▶ WRITTEN TASK
Find each line in the records below that contains the word "vegetation", and copy those lines out in full.

▶ STORED RECORDS
(begin)

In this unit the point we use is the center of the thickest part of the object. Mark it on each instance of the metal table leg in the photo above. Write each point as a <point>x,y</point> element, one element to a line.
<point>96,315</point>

(end)
(begin)

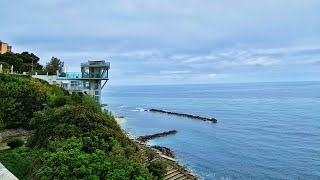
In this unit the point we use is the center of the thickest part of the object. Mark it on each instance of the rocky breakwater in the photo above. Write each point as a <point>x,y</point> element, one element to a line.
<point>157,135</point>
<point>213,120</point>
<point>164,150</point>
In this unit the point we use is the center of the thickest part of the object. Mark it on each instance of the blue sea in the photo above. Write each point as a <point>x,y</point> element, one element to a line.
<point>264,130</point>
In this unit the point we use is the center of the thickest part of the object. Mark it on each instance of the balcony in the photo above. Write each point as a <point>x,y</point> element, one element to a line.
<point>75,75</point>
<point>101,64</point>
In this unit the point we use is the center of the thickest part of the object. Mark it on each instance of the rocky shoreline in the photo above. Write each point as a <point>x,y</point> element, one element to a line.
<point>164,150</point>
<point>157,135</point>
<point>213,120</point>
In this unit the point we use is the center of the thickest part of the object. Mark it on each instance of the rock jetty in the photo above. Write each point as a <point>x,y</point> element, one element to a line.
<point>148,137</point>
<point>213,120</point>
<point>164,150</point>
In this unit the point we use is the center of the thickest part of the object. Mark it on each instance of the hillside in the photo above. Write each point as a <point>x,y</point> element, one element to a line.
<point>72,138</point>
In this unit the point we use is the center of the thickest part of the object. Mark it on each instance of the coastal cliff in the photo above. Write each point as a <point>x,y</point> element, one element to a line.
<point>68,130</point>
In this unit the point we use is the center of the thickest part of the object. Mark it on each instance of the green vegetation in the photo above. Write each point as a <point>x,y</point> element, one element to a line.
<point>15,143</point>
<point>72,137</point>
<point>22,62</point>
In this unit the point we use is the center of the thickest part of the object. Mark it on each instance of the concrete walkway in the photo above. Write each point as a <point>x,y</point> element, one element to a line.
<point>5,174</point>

(end)

▶ RESULT BELOW
In this unit the point we use is the center of the thickest part of the object. Mark it on each instance of the green vegetation in the photo above. Write each point as a <point>x,y</point> element, one element to a line.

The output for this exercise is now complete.